> **DIRECTIONS**: Rewrite every line of the items below as one numbered list, leaving out any blank lines.

------ DATASET RECORDS

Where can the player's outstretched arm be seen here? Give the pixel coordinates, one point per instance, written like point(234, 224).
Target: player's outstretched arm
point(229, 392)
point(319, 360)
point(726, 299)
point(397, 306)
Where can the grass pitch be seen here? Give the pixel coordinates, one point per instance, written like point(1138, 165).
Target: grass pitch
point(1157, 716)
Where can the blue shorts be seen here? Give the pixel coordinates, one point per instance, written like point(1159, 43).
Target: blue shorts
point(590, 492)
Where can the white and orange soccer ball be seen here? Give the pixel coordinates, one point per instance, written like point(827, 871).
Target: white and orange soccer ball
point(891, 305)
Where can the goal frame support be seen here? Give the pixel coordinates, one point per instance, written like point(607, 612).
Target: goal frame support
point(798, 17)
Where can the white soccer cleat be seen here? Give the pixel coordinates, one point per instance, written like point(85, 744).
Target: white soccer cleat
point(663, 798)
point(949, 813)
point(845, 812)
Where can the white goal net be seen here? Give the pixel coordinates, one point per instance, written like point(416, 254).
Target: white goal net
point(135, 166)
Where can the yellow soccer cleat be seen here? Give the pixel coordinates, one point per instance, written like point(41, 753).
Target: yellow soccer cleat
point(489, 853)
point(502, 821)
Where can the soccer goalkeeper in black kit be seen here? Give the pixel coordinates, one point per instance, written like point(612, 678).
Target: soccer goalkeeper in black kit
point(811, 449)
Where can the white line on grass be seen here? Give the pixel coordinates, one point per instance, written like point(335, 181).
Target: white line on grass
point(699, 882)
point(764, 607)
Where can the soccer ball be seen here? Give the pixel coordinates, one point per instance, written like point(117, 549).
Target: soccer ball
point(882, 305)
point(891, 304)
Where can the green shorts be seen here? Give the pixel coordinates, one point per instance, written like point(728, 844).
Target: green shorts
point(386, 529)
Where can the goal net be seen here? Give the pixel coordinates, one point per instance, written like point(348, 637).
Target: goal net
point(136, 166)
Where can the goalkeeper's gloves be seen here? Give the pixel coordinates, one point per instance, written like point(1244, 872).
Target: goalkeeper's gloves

------------

> **SOLUTION FOR THIS EXERCISE**:
1. Where can the player's outstretched arm be seen here? Give the pixel coordinates, one point per instance, written like point(234, 224).
2. Target: player's outstretched arm
3. point(229, 392)
4. point(319, 360)
5. point(726, 299)
6. point(397, 306)
7. Where can the grass pitch be seen here? Give the pixel coordinates, one point per instance, written like point(1138, 165).
8. Target: grass pitch
9. point(1157, 716)
10. Where can the blue shorts be seen here? Give the pixel coordinates, one point per instance, written like point(1159, 43).
11. Target: blue shorts
12. point(590, 492)
13. Where can the white and orange soccer ball be seen here? Give the pixel coordinates, one point per instance, written like point(827, 871).
14. Target: white and orange soccer ball
15. point(891, 305)
16. Where can the goal frame support be seen here? Give the pixel coordinates, one point per instance, written like point(607, 612).
17. Target: goal frame support
18. point(798, 17)
19. Where can the white soccer cleat be seen here? Give the pixel coordinates, one point per instance, written like point(85, 744).
20. Target: white soccer cleat
21. point(663, 798)
22. point(949, 813)
23. point(845, 812)
24. Where can the white goal net be seen here? Give the pixel coordinates, one point per instance, written like point(416, 254).
25. Target: white goal net
26. point(135, 166)
27. Where can the yellow soccer cleat be seen here? Give the pixel coordinates, one point per instance, written like point(41, 753).
28. Target: yellow soccer cleat
29. point(489, 853)
30. point(502, 821)
31. Where can the soccer goalkeeper in black kit be seen here? Give the pixel coordinates, one point per instance, written like point(612, 678).
32. Target: soccer goalkeeper in black kit
33. point(811, 449)
34. Where can the white line on grass be seen here? Give the pixel coordinates, one point per instance, written like point(335, 181).
35. Target: white line on grass
36. point(699, 882)
37. point(764, 607)
38. Where can the soccer ball be seen here? Give the pixel coordinates, one point per instance, written like point(117, 549).
39. Target: soccer ball
40. point(882, 305)
41. point(891, 304)
42. Where can the green shorts be seen here? Give the pixel coordinates, one point per instance, written like point(728, 844).
43. Target: green shorts
44. point(386, 529)
45. Where can the goal net be seen here? Give the pixel coordinates, one point per instance, written like point(348, 637).
46. Target: goal net
47. point(136, 166)
48. Where can the goalkeeper's gloves be seen here? Give the pixel coordinates, one point per instance, written like point(1244, 872).
49. Target: goalkeeper's gloves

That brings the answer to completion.